= Given instruction =
Transcribe the listing below line by line and keep every character unchanged.

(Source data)
>>>>
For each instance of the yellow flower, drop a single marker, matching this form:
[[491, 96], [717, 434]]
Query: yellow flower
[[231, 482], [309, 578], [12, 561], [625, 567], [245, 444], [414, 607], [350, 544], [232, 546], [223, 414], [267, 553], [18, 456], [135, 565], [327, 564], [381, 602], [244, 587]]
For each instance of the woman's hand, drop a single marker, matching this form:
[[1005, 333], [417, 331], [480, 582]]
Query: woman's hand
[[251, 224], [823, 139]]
<<<<
= Result of this exercise =
For each instance of the yellow flower, drop a single marker, matching this form:
[[491, 96], [717, 434]]
Query: yellow flower
[[231, 482], [309, 578], [12, 561], [625, 567], [245, 444], [414, 607], [350, 544], [232, 546], [223, 414], [267, 553], [18, 456], [135, 565], [327, 564], [381, 602], [244, 587]]
For each instance of the woman's hand, drop a single marker, matching this form:
[[1005, 333], [417, 331], [480, 582]]
Query: woman's hand
[[251, 224], [823, 139]]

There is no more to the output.